What the task asks
Return the lines below word for word, without changing anything.

Available records
========

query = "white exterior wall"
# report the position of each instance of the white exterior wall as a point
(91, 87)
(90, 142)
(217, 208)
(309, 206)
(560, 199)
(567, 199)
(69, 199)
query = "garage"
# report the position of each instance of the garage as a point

========

Task result
query = "white exterior wall"
# report the position of each instance of the white exterior wall as a point
(91, 87)
(90, 142)
(217, 208)
(309, 206)
(560, 199)
(567, 199)
(69, 199)
query = "garage"
# report the position of each instance of the garage as a point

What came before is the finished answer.